• What needs to be done: Recreate the listing that follows line for line, without pictures.

• Given data:
########
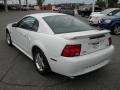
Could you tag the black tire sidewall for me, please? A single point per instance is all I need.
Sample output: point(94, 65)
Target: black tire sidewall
point(46, 68)
point(7, 33)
########
• Solution to this exercise:
Could you tag the black tire sidewall for me, please? A single point per instance is all I need.
Sample output: point(94, 65)
Target: black tire sidewall
point(46, 68)
point(7, 33)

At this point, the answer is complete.